About this task: Within the listing below, please copy exactly the lines between the line holding "Query: small white stone" and the line holding "column 387, row 268", inclusive.

Provided data:
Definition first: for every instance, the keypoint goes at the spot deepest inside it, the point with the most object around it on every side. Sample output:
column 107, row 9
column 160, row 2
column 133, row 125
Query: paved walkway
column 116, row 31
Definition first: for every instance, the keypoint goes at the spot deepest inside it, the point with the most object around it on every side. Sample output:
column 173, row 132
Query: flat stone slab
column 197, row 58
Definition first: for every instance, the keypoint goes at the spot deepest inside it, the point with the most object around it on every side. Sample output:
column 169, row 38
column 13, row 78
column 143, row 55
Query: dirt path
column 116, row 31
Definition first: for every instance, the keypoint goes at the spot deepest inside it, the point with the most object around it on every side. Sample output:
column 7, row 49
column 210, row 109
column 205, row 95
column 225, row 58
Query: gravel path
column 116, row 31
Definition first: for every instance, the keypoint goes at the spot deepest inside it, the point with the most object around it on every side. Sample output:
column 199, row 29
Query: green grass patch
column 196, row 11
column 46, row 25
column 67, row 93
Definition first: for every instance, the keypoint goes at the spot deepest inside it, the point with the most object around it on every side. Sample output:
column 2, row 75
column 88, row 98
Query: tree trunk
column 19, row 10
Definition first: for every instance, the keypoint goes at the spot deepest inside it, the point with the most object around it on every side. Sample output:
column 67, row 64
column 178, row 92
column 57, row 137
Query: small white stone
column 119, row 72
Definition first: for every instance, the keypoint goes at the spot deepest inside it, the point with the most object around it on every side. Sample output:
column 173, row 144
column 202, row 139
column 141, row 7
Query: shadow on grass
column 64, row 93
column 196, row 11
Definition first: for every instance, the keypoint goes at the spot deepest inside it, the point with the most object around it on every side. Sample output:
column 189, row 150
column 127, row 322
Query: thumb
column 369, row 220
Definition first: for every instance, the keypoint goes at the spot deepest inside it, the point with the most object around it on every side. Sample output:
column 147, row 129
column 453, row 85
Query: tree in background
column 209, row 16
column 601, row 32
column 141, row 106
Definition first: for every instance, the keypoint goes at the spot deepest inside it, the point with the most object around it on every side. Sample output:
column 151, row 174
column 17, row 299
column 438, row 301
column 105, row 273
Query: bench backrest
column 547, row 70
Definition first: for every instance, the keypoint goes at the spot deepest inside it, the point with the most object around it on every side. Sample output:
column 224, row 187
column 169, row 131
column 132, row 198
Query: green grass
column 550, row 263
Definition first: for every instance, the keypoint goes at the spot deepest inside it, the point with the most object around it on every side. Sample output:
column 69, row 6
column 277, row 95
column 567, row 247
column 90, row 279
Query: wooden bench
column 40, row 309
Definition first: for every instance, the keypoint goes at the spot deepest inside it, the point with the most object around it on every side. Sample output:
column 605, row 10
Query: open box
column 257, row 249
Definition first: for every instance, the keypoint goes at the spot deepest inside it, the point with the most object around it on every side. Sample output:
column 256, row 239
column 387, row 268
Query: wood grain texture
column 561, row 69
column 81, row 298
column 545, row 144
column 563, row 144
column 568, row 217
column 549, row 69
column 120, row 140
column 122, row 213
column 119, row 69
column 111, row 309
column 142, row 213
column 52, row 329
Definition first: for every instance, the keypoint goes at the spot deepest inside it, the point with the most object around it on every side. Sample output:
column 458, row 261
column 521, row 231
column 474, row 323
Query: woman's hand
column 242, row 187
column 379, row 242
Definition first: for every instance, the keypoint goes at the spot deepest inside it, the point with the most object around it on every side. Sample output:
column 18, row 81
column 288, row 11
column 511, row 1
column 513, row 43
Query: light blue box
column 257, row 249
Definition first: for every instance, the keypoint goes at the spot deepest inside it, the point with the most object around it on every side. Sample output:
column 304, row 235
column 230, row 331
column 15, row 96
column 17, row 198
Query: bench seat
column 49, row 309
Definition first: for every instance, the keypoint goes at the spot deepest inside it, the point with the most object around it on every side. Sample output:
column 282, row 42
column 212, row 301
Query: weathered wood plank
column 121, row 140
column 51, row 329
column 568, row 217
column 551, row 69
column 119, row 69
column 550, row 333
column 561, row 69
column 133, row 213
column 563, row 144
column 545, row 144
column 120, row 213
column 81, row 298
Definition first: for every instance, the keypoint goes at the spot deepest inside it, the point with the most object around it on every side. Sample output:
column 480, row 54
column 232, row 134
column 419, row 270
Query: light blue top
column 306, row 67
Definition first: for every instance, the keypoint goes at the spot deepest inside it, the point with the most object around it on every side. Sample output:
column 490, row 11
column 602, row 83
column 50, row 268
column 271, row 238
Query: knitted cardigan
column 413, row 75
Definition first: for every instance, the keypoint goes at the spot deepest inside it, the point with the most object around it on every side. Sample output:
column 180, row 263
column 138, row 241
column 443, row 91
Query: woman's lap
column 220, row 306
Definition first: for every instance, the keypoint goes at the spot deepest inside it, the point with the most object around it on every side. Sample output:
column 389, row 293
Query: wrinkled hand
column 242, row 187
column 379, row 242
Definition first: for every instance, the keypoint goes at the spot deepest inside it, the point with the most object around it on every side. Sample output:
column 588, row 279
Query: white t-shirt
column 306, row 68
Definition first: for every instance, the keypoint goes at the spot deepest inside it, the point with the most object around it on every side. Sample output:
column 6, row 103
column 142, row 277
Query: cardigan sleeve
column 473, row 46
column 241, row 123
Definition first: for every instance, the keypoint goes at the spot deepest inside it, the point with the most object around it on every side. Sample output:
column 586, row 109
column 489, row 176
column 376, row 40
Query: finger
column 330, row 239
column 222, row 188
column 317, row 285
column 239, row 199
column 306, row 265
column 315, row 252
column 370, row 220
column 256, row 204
--
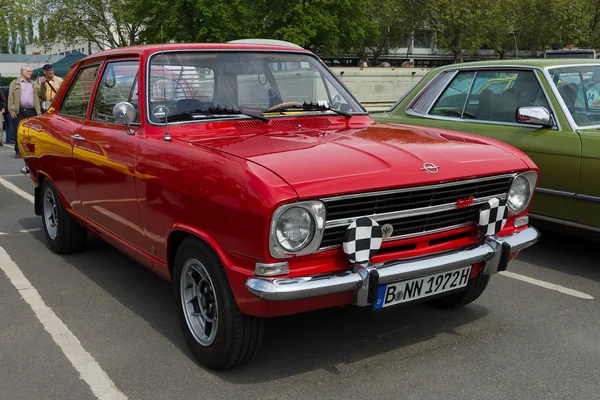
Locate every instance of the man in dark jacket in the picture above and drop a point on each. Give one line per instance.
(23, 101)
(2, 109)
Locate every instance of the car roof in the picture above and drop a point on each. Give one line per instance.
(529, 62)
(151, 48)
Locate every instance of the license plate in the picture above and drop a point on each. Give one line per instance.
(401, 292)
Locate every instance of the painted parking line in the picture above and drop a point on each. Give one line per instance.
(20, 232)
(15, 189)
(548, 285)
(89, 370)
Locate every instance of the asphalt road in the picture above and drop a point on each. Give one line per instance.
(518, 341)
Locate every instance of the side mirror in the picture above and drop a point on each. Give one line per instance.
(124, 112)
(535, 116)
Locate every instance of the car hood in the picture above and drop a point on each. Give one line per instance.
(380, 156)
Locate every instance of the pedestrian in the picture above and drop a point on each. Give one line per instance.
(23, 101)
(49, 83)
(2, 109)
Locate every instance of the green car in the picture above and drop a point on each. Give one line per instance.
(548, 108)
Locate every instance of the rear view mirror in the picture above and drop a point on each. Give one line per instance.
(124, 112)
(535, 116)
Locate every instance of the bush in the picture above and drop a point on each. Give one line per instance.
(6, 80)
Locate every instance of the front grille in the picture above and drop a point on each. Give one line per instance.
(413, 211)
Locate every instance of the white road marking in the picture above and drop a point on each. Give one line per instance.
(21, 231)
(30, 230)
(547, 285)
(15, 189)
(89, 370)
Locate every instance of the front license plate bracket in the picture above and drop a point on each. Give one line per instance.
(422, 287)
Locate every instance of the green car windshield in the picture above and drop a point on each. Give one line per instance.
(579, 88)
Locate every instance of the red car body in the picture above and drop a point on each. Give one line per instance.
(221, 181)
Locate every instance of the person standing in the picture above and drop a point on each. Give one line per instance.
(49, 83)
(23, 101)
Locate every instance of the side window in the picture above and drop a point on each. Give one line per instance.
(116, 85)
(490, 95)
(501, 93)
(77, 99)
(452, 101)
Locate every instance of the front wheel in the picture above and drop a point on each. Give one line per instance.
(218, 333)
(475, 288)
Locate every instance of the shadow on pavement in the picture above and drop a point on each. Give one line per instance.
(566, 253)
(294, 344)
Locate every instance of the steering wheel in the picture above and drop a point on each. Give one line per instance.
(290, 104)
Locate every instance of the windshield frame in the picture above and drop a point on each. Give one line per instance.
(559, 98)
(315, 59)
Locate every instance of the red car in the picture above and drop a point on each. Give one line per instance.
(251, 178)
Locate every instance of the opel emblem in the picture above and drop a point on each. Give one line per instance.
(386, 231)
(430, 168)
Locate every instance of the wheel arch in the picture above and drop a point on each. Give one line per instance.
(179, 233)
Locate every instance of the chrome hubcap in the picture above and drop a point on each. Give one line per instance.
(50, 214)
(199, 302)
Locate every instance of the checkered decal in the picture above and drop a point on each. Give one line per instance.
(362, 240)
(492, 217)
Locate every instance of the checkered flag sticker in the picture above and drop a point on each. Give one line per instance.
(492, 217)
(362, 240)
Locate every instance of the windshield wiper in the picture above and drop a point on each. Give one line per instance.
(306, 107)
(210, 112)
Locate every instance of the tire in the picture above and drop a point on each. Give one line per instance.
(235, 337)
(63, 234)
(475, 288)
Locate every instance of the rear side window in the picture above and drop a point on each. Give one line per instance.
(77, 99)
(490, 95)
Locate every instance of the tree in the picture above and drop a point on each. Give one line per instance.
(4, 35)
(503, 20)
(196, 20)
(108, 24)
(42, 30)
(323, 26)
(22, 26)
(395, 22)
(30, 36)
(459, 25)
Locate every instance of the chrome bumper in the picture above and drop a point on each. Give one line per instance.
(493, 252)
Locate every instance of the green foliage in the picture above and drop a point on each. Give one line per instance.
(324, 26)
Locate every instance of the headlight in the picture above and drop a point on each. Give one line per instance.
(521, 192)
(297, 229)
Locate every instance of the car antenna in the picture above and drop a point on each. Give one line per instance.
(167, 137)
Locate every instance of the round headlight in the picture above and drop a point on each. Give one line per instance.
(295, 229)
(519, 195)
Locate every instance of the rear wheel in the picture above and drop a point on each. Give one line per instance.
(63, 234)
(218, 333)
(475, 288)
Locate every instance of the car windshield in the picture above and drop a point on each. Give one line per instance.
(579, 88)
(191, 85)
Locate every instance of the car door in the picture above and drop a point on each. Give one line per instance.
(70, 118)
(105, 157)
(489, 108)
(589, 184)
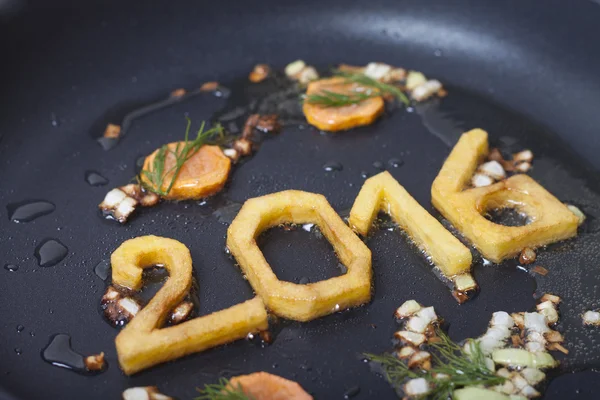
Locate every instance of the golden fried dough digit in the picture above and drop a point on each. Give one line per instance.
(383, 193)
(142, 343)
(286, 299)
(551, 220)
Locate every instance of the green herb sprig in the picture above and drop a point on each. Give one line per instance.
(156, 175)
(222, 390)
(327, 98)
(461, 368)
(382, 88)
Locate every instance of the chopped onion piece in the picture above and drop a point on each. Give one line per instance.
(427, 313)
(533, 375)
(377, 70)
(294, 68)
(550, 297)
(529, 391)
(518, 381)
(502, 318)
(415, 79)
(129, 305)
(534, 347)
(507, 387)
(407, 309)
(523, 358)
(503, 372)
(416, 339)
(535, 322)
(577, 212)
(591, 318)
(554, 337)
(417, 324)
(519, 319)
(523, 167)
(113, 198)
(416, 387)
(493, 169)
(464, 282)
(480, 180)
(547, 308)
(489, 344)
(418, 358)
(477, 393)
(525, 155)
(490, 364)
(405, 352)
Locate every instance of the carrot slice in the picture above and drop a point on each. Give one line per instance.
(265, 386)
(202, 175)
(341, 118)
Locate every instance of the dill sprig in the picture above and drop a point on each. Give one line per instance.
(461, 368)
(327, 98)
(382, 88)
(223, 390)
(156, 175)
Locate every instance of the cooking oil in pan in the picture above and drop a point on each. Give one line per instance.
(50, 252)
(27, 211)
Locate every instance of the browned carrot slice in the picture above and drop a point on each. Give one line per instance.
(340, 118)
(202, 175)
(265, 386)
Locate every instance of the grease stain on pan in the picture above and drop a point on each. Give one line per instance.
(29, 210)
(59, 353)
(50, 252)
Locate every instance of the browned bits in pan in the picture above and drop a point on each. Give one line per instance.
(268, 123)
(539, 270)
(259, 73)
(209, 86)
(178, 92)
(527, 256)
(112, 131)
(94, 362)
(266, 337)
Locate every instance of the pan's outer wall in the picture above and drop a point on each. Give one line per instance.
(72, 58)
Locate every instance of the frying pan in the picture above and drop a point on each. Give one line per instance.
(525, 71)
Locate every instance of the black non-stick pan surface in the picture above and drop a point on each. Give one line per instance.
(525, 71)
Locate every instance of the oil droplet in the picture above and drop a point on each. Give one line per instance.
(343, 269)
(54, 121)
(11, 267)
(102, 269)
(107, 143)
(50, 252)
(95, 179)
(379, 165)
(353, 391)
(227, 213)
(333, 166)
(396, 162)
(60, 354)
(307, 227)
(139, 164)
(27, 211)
...
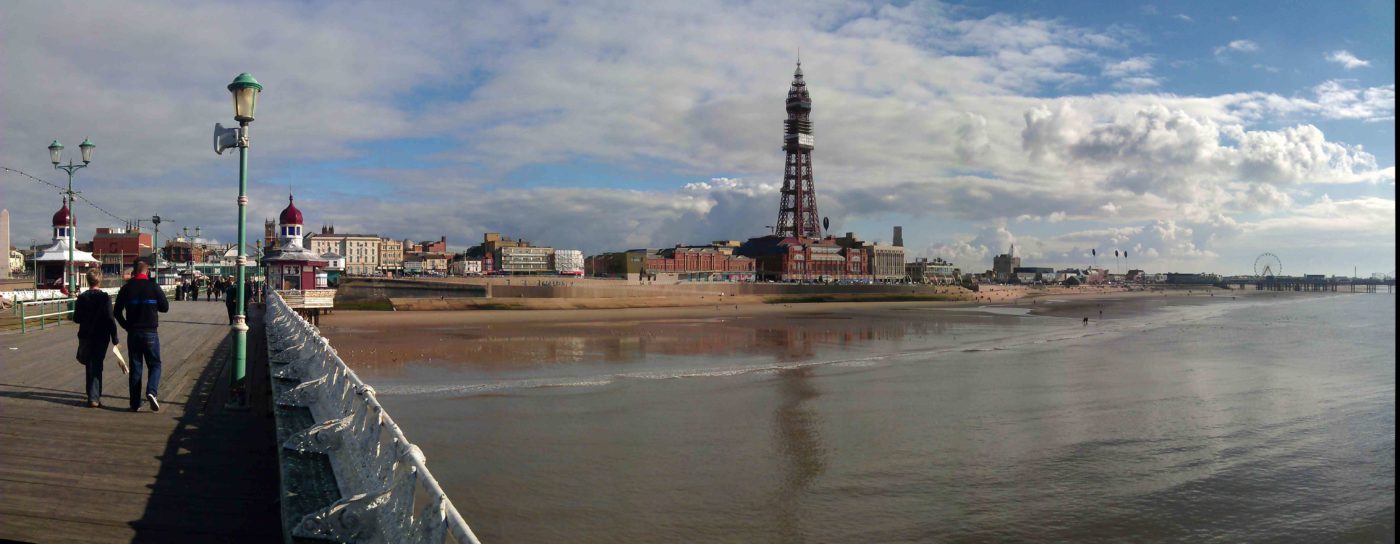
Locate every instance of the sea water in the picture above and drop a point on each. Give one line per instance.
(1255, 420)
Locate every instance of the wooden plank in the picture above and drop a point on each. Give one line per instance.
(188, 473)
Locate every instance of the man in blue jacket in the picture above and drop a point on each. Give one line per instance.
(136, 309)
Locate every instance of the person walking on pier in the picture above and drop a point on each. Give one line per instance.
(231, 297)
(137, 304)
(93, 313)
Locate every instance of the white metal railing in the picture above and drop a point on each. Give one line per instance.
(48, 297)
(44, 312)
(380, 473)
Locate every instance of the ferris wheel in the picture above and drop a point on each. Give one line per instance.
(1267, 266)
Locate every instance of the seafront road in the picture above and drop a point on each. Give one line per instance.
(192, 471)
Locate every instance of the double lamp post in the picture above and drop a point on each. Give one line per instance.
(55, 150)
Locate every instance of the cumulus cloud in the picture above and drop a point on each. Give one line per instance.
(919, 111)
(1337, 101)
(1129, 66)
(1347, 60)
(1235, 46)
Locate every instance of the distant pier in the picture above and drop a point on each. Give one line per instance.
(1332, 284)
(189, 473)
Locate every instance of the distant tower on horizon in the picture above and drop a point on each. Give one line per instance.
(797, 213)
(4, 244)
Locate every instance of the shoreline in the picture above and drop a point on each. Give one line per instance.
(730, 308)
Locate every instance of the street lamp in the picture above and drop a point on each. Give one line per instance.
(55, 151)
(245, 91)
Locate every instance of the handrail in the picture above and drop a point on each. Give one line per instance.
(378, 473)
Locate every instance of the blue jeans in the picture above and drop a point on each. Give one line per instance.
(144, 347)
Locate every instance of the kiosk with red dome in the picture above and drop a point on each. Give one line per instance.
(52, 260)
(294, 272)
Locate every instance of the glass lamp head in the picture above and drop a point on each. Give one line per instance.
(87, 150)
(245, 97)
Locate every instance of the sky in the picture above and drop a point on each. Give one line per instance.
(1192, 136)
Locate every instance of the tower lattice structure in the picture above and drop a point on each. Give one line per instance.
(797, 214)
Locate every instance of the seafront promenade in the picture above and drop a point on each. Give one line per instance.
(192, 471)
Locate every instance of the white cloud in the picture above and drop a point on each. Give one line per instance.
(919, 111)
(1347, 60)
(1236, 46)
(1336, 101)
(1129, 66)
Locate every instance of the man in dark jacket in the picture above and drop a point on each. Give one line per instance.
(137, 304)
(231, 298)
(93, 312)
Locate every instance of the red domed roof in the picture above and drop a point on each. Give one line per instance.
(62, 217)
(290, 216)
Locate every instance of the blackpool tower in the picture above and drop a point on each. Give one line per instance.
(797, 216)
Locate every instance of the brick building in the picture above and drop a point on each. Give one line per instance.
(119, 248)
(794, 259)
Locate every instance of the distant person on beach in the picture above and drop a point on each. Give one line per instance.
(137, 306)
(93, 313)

Task result:
Query: small white stone
column 119, row 72
Definition first: for every instance, the keypoint goes at the spot deepest inside it, the point with the most object around it on every side. Sample output:
column 173, row 144
column 202, row 139
column 141, row 7
Query: shadow on grass
column 64, row 93
column 196, row 11
Definition first: for every instance, the keypoint goes at the spot deepest inside it, the point with the most object around it on every side. Sample output:
column 189, row 150
column 127, row 322
Query: thumb
column 369, row 220
Definition first: for every instance, the keypoint goes at the spot deepest inside it, the point with the most object around it on every side. Sample output:
column 147, row 129
column 453, row 85
Query: tree in background
column 209, row 16
column 601, row 32
column 141, row 106
Definition first: for every instance, the keypoint goes at the spot deepest inside it, the point with the most object around it on every side. Sample output:
column 151, row 174
column 17, row 299
column 438, row 301
column 105, row 273
Query: bench backrest
column 547, row 70
Definition first: for every instance, the keypoint goes at the spot deepest inside it, the point with the most object around it on every side. Sample output:
column 224, row 187
column 169, row 131
column 132, row 198
Query: green grass
column 550, row 263
Definition first: for every instance, the keypoint goes at the spot deepest inside it, the point with the most object around it on every side. Sample output:
column 69, row 6
column 277, row 95
column 567, row 247
column 90, row 279
Query: wooden bench
column 40, row 309
Definition first: for every instance, the keypoint goes at the spot deepest inside it, the point with the most object around it on every side. Sample output:
column 605, row 10
Query: open box
column 257, row 249
Definition first: for every instance, the keypoint goes at the spot deepest inside it, the point with the most object around it on every side. Sample output:
column 256, row 239
column 387, row 268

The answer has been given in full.